DOCUMENT EXCERPT —
::::
In 1768, when Captain James Cook set sail on the first of three voyages to the South Seas, he carried with him secret orders from the British Admiralty to seek ‘a Continent or Land of great extent’ and to take possession of that country ‘in the Name of the King of Great Britain’.
While each of his three epic journeys had its own aims and yielded its own spectacular discoveries, it was this confidential agenda that would transform the way Europeans viewed the Pacific Ocean and its lands. The maps, journals, log books and paintings from Cook’s travels are just some of the State Library’s incredible records of this exciting time.
The first voyage
James Cook's first Pacific voyage (1768-1771) was aboard the Endeavour and began on 27 May 1768. Cook’s voyage had three aims; to establish an observatory at Tahiti in order to record the transit of Venus (when the planet passed between the earth and the sun), on 3 June 1769. The second aim was to record natural history, led by 25-year-old Joseph Banks. The final secret goal was to continue the search for the Great South Land.
Cook reached the southern coast of New South Wales in 1770 and sailed north, charting Australia’s eastern coastline and claiming the land for Great Britain on 22nd August 1770.
The second voyage
Cook's second Pacific voyage, (1772-1775), aimed to establish whether there was an inhabited southern continent, and make astronomical observations.
::::
WHAT YOU NEED TO DO —
**1.** According to the passage on Captain Cook's voyages, on what date did his first Pacific voyage begin?
**2.** From the passage on Captain Cook's voyages, extract verbatim the part that opens with the words containing "Cook reached the" and closes with "22nd August 1770.".

INFORMATION PROVIDED —
::::
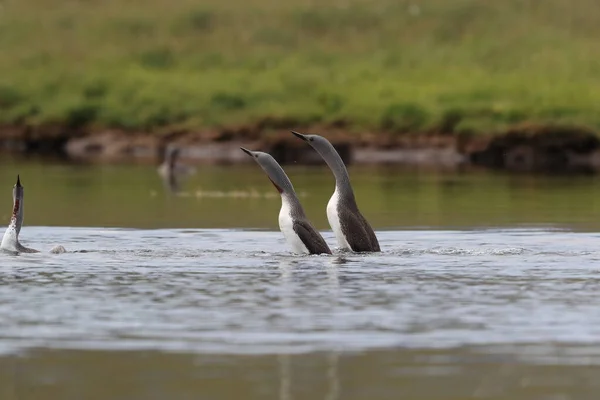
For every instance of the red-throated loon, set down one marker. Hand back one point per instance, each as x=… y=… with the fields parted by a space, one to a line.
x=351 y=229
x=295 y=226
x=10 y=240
::::
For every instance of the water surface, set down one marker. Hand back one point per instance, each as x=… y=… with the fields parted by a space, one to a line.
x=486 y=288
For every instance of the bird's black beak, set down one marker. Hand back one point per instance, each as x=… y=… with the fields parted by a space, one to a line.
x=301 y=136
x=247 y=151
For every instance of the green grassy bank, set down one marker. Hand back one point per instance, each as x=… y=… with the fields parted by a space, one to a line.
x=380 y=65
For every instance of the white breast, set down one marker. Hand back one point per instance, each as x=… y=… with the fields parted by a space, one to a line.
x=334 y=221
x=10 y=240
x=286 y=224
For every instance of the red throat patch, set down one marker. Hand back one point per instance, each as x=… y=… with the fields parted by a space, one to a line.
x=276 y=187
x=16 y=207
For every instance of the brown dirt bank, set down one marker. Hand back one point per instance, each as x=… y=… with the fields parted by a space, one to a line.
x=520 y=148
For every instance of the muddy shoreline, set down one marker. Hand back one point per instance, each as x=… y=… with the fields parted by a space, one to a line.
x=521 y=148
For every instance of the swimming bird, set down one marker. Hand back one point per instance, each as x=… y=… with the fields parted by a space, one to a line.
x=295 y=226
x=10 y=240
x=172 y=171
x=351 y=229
::::
EXPECTED RESPONSES —
**1.** 27 May 1768

**2.**
Cook reached the southern coast of New South Wales in 1770 and sailed north, charting Australia’s eastern coastline and claiming the land for Great Britain on 22nd August 1770.